▸ Instructions for the task: Reprint every entry, character for character.

---+---

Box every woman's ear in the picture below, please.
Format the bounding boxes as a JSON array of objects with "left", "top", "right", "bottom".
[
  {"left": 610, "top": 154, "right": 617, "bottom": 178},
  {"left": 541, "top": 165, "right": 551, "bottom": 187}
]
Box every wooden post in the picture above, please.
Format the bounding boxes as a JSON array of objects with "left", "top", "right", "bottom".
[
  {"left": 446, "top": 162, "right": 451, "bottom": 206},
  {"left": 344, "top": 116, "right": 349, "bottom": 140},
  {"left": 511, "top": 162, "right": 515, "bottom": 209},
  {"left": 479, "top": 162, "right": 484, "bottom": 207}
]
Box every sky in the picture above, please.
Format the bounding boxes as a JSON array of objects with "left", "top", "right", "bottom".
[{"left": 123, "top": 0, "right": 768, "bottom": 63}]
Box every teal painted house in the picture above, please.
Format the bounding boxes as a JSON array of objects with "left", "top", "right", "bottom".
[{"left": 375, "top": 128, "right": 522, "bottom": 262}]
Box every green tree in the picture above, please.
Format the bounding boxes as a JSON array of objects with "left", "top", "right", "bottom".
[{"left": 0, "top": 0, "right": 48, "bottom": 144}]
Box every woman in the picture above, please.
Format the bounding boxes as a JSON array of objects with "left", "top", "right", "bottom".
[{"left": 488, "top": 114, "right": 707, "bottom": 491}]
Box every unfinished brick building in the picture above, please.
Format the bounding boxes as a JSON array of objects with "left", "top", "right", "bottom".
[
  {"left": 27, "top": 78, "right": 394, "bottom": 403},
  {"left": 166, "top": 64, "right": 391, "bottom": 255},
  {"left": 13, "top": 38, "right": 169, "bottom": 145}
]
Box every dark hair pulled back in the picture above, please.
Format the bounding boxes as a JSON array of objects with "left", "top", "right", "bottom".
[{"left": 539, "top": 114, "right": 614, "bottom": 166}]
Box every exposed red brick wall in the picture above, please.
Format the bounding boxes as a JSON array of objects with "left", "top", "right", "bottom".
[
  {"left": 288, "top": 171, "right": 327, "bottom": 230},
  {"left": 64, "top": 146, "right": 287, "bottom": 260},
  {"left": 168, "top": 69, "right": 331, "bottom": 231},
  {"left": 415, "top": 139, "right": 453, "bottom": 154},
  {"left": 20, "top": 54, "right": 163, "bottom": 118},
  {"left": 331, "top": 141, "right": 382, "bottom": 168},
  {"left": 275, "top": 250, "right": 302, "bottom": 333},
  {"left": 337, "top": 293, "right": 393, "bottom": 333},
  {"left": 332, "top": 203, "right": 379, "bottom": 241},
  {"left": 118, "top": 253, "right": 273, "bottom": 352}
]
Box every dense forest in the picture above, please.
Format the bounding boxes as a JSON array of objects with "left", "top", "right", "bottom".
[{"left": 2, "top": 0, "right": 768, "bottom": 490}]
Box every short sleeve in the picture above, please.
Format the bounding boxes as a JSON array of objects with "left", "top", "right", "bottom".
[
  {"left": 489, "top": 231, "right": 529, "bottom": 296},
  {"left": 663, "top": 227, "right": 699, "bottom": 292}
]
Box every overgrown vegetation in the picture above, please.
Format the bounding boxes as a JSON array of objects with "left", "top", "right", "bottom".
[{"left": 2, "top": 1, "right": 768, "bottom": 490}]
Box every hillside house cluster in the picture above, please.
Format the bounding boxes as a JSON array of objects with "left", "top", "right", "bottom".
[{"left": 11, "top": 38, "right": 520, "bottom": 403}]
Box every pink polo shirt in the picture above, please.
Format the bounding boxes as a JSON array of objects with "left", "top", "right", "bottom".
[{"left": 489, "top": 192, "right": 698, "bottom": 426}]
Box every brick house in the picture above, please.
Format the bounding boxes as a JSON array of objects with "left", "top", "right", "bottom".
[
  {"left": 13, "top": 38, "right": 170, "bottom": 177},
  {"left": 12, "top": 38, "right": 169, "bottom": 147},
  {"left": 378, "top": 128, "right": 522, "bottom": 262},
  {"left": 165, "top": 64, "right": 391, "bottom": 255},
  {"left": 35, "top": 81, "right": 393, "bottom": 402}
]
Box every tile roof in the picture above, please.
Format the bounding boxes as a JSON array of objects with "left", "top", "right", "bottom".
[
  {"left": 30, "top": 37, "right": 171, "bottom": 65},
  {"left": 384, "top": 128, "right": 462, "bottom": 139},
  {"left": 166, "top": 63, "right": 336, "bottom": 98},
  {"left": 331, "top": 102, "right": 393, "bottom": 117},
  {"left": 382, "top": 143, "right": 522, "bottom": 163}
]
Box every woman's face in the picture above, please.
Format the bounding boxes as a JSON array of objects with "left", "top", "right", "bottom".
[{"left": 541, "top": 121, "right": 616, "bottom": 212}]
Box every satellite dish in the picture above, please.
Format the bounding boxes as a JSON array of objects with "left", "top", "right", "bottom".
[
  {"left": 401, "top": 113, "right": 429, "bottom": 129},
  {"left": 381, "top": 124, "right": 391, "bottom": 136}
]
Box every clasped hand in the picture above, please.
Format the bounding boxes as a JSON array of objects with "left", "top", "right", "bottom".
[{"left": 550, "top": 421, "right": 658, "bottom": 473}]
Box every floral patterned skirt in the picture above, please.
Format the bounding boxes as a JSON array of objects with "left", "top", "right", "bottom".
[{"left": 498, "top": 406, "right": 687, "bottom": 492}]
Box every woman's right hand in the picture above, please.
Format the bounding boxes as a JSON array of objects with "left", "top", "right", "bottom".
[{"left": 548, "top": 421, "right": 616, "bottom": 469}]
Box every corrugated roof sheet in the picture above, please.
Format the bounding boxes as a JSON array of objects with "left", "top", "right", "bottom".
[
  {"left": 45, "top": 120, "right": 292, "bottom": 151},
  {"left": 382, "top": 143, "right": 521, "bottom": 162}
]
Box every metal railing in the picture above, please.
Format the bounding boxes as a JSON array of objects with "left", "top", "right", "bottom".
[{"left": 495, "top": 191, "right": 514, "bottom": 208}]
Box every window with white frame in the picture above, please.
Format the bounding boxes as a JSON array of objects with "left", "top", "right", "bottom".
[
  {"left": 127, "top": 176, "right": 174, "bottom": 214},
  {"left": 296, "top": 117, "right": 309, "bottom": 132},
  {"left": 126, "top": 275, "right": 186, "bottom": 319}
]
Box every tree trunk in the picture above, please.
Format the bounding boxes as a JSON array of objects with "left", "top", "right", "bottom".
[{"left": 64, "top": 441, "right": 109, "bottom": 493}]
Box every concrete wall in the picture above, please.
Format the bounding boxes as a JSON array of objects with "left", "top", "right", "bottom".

---+---

▸ Your response:
Box every woman's ear in the picture below, please.
Format the bounding boxes as a JSON array of objects with "left", "top", "right", "bottom".
[
  {"left": 610, "top": 154, "right": 617, "bottom": 178},
  {"left": 541, "top": 165, "right": 551, "bottom": 187}
]
Box every wooden post in the picture above, please.
Format the bounding boxes as a JSON array of objects with "left", "top", "right", "bottom".
[
  {"left": 446, "top": 162, "right": 451, "bottom": 206},
  {"left": 344, "top": 116, "right": 349, "bottom": 140},
  {"left": 511, "top": 162, "right": 515, "bottom": 209},
  {"left": 479, "top": 162, "right": 484, "bottom": 207}
]
Box every sky in the picture above, please.
Format the bounding boxes as a JSON array of objects with "left", "top", "right", "bottom".
[{"left": 123, "top": 0, "right": 768, "bottom": 63}]
Box every teal painted house in the picture above, please.
Format the bounding boxes as a JSON array of objects with "left", "top", "right", "bottom".
[{"left": 375, "top": 128, "right": 522, "bottom": 262}]
Box every green tree in the picture above, please.
Format the bounding boxes as a JSON array of objects with "left", "top", "right", "bottom".
[{"left": 0, "top": 0, "right": 48, "bottom": 144}]
Box every woman in the picture above, please.
Format the bounding boxes as a JSON array of objects with "left", "top", "right", "bottom".
[{"left": 488, "top": 114, "right": 707, "bottom": 491}]
Box every unfinished brick building in the picture above, please.
Format the bounding boxes as a JSON array of objects with "left", "top", "right", "bottom".
[
  {"left": 27, "top": 78, "right": 394, "bottom": 403},
  {"left": 166, "top": 64, "right": 391, "bottom": 255},
  {"left": 13, "top": 38, "right": 169, "bottom": 145}
]
Box every dark hair pulled back in the picture above, please.
Format the bounding boxes as a JSON array of objects with "left", "top", "right", "bottom".
[{"left": 539, "top": 114, "right": 614, "bottom": 166}]
Box every exposed red brick wall in the picture above, please.
Format the bounding boxes as a JSON array of objects with "left", "top", "right", "bottom".
[
  {"left": 288, "top": 171, "right": 327, "bottom": 230},
  {"left": 64, "top": 146, "right": 287, "bottom": 260},
  {"left": 168, "top": 69, "right": 331, "bottom": 231},
  {"left": 415, "top": 139, "right": 453, "bottom": 154},
  {"left": 20, "top": 54, "right": 163, "bottom": 118},
  {"left": 331, "top": 141, "right": 382, "bottom": 168},
  {"left": 275, "top": 250, "right": 302, "bottom": 333},
  {"left": 337, "top": 293, "right": 393, "bottom": 333},
  {"left": 332, "top": 203, "right": 379, "bottom": 241},
  {"left": 118, "top": 253, "right": 273, "bottom": 352}
]
Box every dense forest in the picture above, please.
Format the bounding boxes as a JSON array of objects with "left", "top", "right", "bottom".
[{"left": 2, "top": 0, "right": 768, "bottom": 490}]
Box every short sleeve in the picture above, please.
Format the bounding boxes as a JSON array of objects with "left", "top", "right", "bottom".
[
  {"left": 489, "top": 231, "right": 529, "bottom": 296},
  {"left": 663, "top": 227, "right": 699, "bottom": 292}
]
Box every overgrown vegetation in the picture above, please.
Format the bounding boxes as a JSON array of objects with "left", "top", "right", "bottom".
[{"left": 2, "top": 1, "right": 768, "bottom": 490}]
Box every hillside house cluster in the picture above, please.
Format the bounding boxes as a JSON array of objects with "left", "top", "right", "bottom".
[{"left": 11, "top": 38, "right": 520, "bottom": 403}]
Box every pink polo shirt in the picture above, please.
Format the bounding boxes as a JSON array of objects with "left", "top", "right", "bottom".
[{"left": 489, "top": 192, "right": 698, "bottom": 426}]
Box every brick house in the picture above, please.
Format the bounding boxes as a JSON array of objects with "left", "top", "right", "bottom".
[
  {"left": 13, "top": 38, "right": 170, "bottom": 177},
  {"left": 12, "top": 38, "right": 169, "bottom": 147},
  {"left": 378, "top": 128, "right": 522, "bottom": 262},
  {"left": 165, "top": 64, "right": 391, "bottom": 255},
  {"left": 35, "top": 81, "right": 393, "bottom": 402}
]
Box every tile roof in the picture above, please.
Format the bounding boxes as a JSON array of objects with "left", "top", "right", "bottom".
[
  {"left": 30, "top": 37, "right": 171, "bottom": 65},
  {"left": 384, "top": 128, "right": 462, "bottom": 139},
  {"left": 166, "top": 63, "right": 336, "bottom": 98},
  {"left": 331, "top": 102, "right": 393, "bottom": 117},
  {"left": 382, "top": 143, "right": 522, "bottom": 163}
]
Box every woman's face in the picture above, please.
Format the bounding boxes as a JSON array of objects with "left", "top", "right", "bottom".
[{"left": 541, "top": 121, "right": 616, "bottom": 212}]
Box every satellite dish in the picture above, please.
Format the bounding boxes as a JSON array of objects with "left", "top", "right", "bottom".
[
  {"left": 401, "top": 113, "right": 429, "bottom": 129},
  {"left": 381, "top": 124, "right": 391, "bottom": 136}
]
Box every clasped hand in the picture above, please.
Format the bounding boxes as a JSON array of objects with "left", "top", "right", "bottom".
[{"left": 550, "top": 421, "right": 658, "bottom": 473}]
Box every floral patterned skirt in the picture above, please.
Format the bounding boxes as a JSON array of objects with "left", "top", "right", "bottom".
[{"left": 498, "top": 406, "right": 687, "bottom": 492}]
Box every woman's right hand in the picture above, please.
Format the bounding boxes as a JSON array of objects with "left", "top", "right", "bottom".
[{"left": 548, "top": 421, "right": 616, "bottom": 469}]
Box every corrugated roof sheet in the picture above, please.
Format the bounding boxes as a JSON array of objects with "left", "top", "right", "bottom".
[
  {"left": 45, "top": 120, "right": 292, "bottom": 151},
  {"left": 382, "top": 143, "right": 521, "bottom": 162}
]
Box every metal railing in the picture above, please.
Format the bounding boxes as a JSON array of objects with "left", "top", "right", "bottom".
[{"left": 495, "top": 191, "right": 514, "bottom": 208}]
Box every window with white frame in the picture above, please.
Format the bounding boxes as a JSON array of objects with "left", "top", "right", "bottom".
[
  {"left": 127, "top": 176, "right": 174, "bottom": 214},
  {"left": 296, "top": 117, "right": 309, "bottom": 132},
  {"left": 126, "top": 275, "right": 186, "bottom": 319}
]
Box every tree trunk in the picture above, please.
Format the bounding boxes as a JSON array of objects with "left", "top", "right", "bottom".
[{"left": 64, "top": 441, "right": 109, "bottom": 493}]
Box every concrete wall in the picture above, please.
Format the bounding boxes as a JSON array of objects with "left", "top", "right", "bottom".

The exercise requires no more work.